SOURCE TEXT:
Monday, February 18, 2013

The Unfading Heiress: Walter Dinjos

Title: The Unfading Heiress 
Author: Walter Dinjos  
Stand Alone or Series?: Series (Book One in the Soul Switch Trilogy)
Genre: Fantasy Romance
Publish Date: November 23, 2012
Pages: 526 (pdf) 
ASIN: B00ACB8BYY
Obtained: Review copy obtained free from Library Thing.

Synopsis obtained from amazon.com: In a land where death transcends time and space, a Ghostly War is being raged against the living. Late King Eldorman has the power to end this war, but he wants justice for his beautiful murdered daughter Arengel.

However, Arengel’s destiny lies once again with the living, when she falls in love with Adel, a lowly Earmburgian. Finally, the prophecy of The Man with the Red Aureole will come to pass, but Arengel needs an earthly body to fulfil it.


The journey that Adel must take to help Arengel will not only test his strengths to the limit but also that of his close friendship with Jeofren, a fellow Earmburgian. It is a race against time through dark and magical landscapes, and even when the task seems fruitless, Adel must see it through to the end.

SUPPLIED RECORDS:
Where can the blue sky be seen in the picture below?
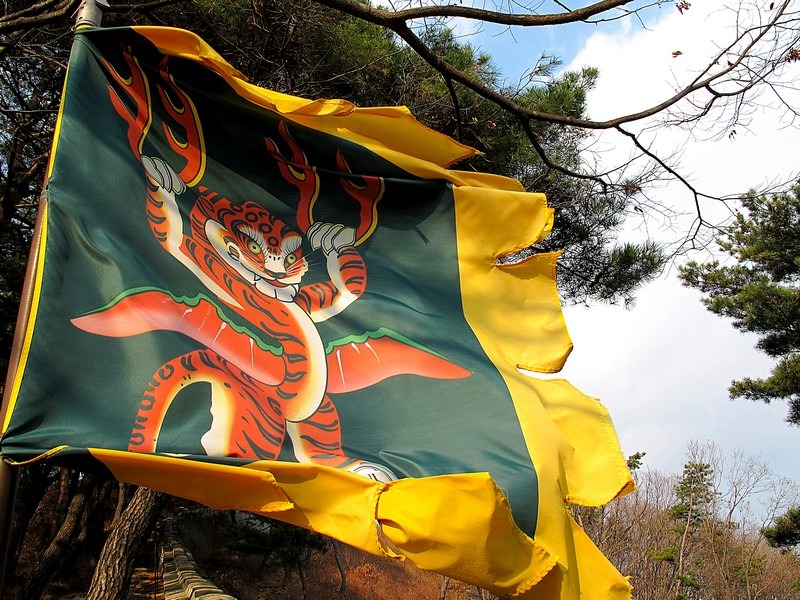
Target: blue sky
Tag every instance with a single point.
(663, 368)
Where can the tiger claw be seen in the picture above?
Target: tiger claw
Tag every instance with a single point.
(372, 471)
(162, 174)
(330, 236)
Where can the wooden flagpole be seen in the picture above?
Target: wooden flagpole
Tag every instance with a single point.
(89, 14)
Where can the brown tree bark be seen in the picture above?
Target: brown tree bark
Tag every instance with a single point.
(56, 551)
(112, 575)
(33, 482)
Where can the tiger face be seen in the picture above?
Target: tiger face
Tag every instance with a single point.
(260, 248)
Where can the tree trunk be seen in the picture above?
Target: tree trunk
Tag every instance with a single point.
(33, 482)
(112, 576)
(123, 491)
(338, 556)
(55, 552)
(67, 478)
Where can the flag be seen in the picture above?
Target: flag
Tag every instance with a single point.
(295, 308)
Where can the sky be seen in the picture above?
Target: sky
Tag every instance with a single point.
(663, 367)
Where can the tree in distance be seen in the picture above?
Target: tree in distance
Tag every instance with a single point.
(758, 289)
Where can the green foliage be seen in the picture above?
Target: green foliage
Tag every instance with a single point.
(303, 48)
(785, 531)
(694, 493)
(760, 292)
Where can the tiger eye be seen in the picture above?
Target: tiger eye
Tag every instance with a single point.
(253, 246)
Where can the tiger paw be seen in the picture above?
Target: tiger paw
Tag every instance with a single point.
(162, 174)
(372, 471)
(330, 236)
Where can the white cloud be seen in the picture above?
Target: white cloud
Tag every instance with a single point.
(663, 368)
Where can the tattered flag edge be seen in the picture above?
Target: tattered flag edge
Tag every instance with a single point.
(542, 561)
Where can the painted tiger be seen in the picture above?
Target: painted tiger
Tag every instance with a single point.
(254, 263)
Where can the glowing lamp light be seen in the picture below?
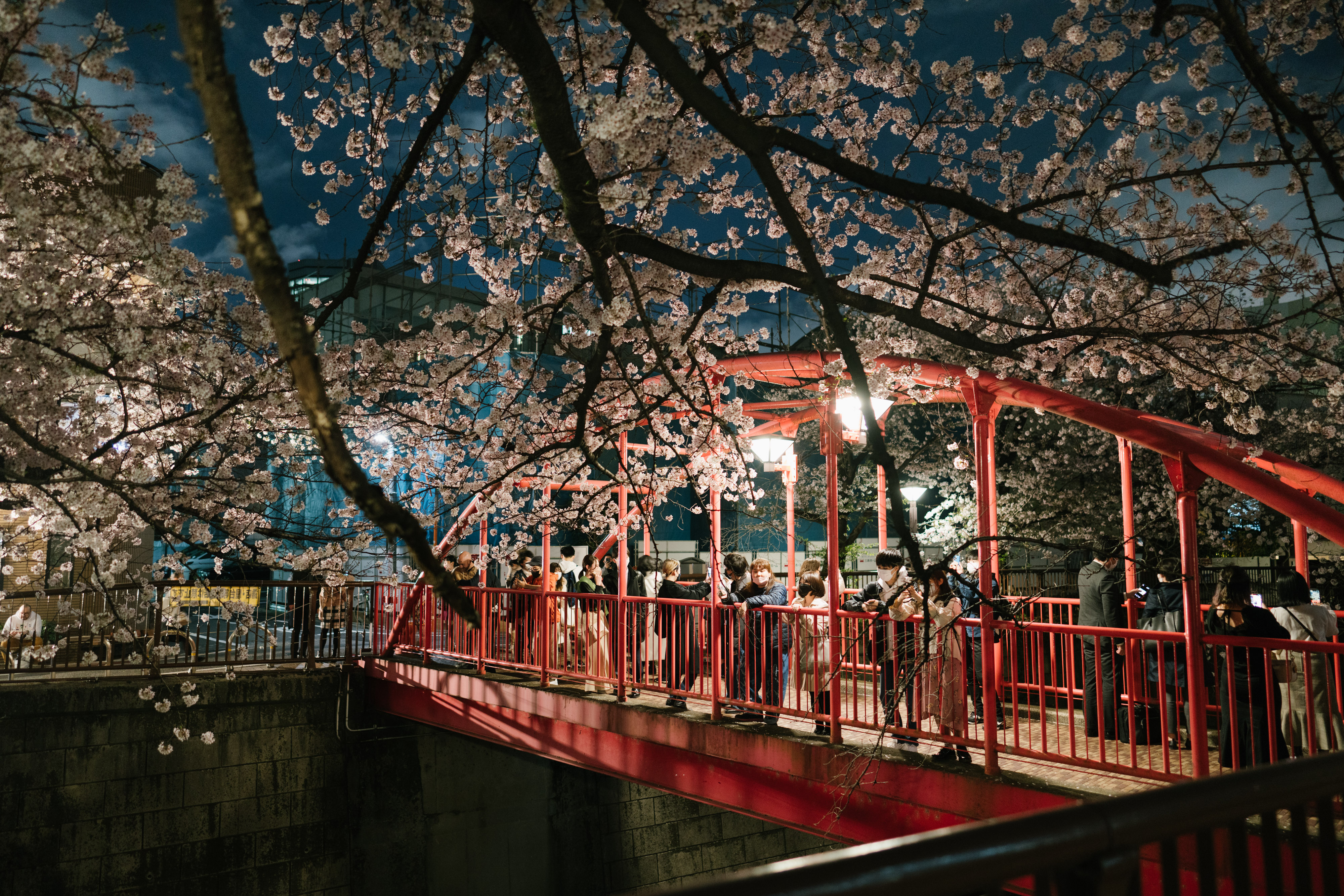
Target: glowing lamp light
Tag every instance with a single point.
(851, 412)
(771, 448)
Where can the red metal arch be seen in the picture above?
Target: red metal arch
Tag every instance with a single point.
(1271, 479)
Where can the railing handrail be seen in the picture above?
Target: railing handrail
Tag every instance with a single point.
(966, 859)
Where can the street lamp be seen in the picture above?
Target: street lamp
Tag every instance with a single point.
(850, 410)
(771, 451)
(913, 494)
(778, 455)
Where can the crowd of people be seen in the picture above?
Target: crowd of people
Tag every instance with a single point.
(928, 663)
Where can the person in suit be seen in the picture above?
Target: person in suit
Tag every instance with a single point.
(1101, 602)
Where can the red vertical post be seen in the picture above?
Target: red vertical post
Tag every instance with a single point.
(483, 558)
(716, 610)
(790, 472)
(1187, 480)
(993, 473)
(831, 449)
(882, 508)
(623, 557)
(1127, 519)
(483, 629)
(984, 488)
(1300, 558)
(544, 601)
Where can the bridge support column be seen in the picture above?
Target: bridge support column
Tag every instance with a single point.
(1300, 559)
(623, 558)
(1187, 480)
(831, 442)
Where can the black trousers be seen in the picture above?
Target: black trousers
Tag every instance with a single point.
(682, 659)
(978, 687)
(1100, 663)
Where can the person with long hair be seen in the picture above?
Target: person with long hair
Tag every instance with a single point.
(1306, 621)
(811, 664)
(1241, 676)
(943, 687)
(596, 625)
(644, 584)
(767, 637)
(1165, 610)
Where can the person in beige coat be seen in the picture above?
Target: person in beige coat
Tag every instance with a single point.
(1306, 621)
(811, 666)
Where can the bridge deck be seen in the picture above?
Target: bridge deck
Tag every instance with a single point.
(786, 774)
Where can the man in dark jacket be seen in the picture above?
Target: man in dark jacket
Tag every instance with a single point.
(734, 649)
(1101, 602)
(896, 643)
(968, 589)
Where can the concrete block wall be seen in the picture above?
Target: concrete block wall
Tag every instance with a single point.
(657, 840)
(88, 805)
(279, 807)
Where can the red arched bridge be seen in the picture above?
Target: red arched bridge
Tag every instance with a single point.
(599, 680)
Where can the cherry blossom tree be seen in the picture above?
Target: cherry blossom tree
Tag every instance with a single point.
(1114, 194)
(136, 381)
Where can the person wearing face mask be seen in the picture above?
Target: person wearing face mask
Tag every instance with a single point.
(967, 588)
(812, 648)
(943, 692)
(678, 625)
(1101, 602)
(894, 640)
(767, 637)
(733, 580)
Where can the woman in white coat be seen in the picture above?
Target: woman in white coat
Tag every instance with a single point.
(811, 667)
(943, 688)
(1306, 621)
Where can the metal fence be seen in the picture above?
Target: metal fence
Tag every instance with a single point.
(135, 629)
(1107, 699)
(1271, 831)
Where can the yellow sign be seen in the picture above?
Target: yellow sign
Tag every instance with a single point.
(214, 597)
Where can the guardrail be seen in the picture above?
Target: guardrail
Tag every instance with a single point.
(1268, 831)
(913, 680)
(132, 631)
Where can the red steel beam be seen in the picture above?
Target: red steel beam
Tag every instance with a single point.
(807, 786)
(1213, 456)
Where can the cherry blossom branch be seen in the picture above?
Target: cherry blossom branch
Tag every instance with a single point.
(198, 22)
(448, 94)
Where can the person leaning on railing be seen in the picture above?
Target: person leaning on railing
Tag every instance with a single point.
(894, 641)
(811, 664)
(943, 687)
(767, 640)
(597, 627)
(1165, 610)
(22, 633)
(1306, 621)
(679, 628)
(1101, 604)
(1243, 675)
(333, 606)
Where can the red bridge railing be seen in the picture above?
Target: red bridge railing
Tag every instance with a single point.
(911, 680)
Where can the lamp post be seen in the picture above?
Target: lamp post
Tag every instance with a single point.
(913, 494)
(778, 456)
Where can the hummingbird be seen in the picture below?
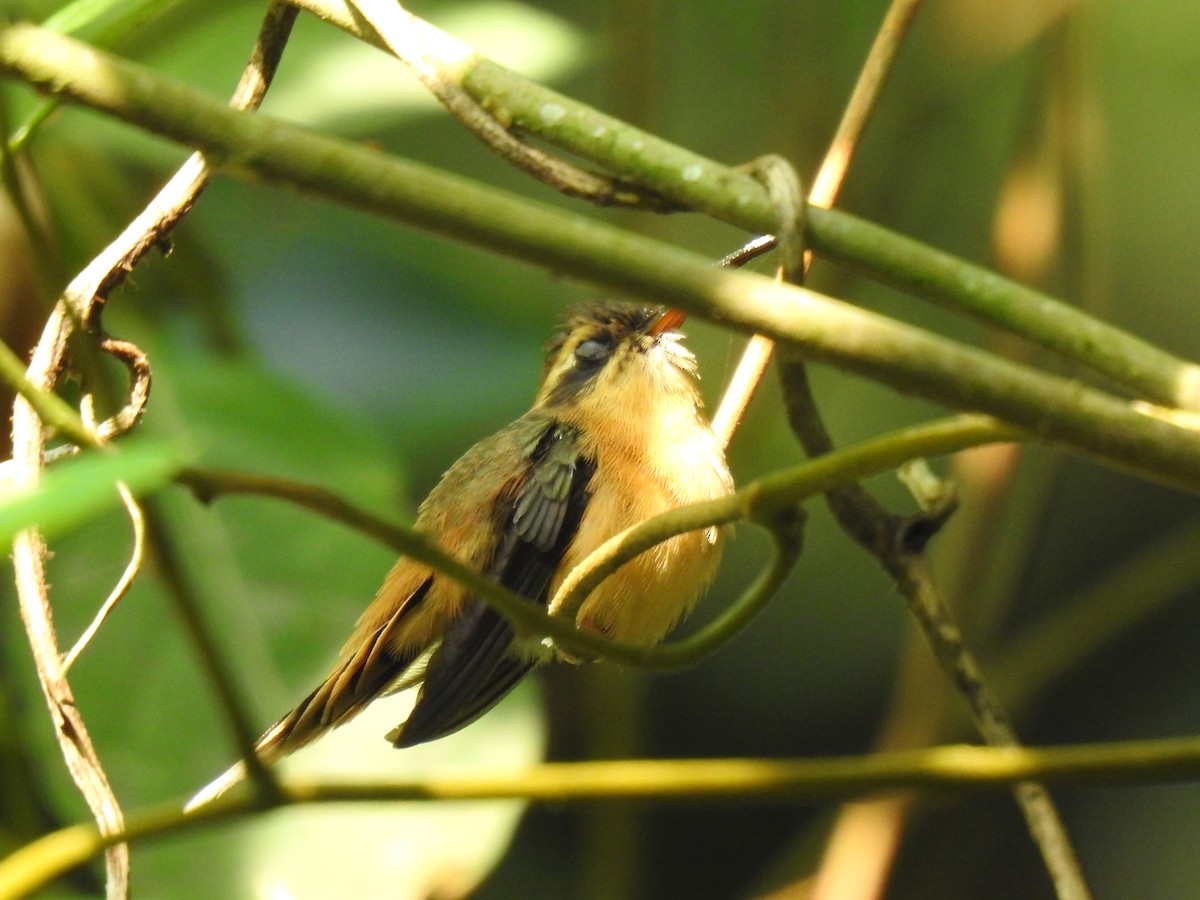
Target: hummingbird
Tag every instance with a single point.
(616, 435)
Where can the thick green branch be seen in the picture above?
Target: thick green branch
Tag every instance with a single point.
(1055, 409)
(37, 864)
(731, 195)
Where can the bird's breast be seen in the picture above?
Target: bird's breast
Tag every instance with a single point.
(675, 462)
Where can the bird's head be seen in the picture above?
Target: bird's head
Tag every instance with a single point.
(627, 359)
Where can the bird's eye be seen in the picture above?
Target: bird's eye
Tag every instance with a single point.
(592, 352)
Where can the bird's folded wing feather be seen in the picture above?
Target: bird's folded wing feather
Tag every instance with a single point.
(474, 666)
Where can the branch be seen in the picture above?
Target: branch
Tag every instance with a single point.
(79, 307)
(733, 196)
(1057, 411)
(769, 501)
(954, 768)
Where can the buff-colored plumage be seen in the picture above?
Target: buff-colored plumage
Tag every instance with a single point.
(616, 436)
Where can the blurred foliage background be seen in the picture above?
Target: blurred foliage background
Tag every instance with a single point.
(1051, 139)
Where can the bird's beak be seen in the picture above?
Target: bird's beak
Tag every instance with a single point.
(669, 321)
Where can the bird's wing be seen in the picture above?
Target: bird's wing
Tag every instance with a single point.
(472, 669)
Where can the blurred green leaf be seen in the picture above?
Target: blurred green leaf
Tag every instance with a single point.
(78, 490)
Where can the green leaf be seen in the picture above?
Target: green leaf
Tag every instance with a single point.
(78, 490)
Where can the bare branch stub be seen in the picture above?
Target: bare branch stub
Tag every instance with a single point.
(79, 310)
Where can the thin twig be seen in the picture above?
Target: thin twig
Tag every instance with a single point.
(123, 585)
(79, 306)
(822, 195)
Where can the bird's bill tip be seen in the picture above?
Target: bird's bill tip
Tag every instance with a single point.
(669, 321)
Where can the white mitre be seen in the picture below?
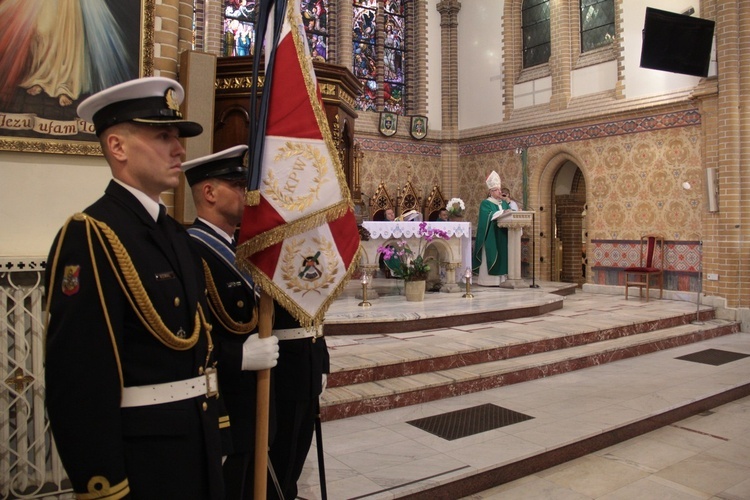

TASK PROMPT:
Transcribe the passage of the book review text between "Monday, February 18, 2013" and "murdered daughter Arengel.", inclusive. Rely solely on the text when responding; the records are not a source.

COMPLETED EXERCISE:
Monday, February 18, 2013

The Unfading Heiress: Walter Dinjos

Title: The Unfading Heiress 
Author: Walter Dinjos  
Stand Alone or Series?: Series (Book One in the Soul Switch Trilogy)
Genre: Fantasy Romance
Publish Date: November 23, 2012
Pages: 526 (pdf) 
ASIN: B00ACB8BYY
Obtained: Review copy obtained free from Library Thing.

Synopsis obtained from amazon.com: In a land where death transcends time and space, a Ghostly War is being raged against the living. Late King Eldorman has the power to end this war, but he wants justice for his beautiful murdered daughter Arengel.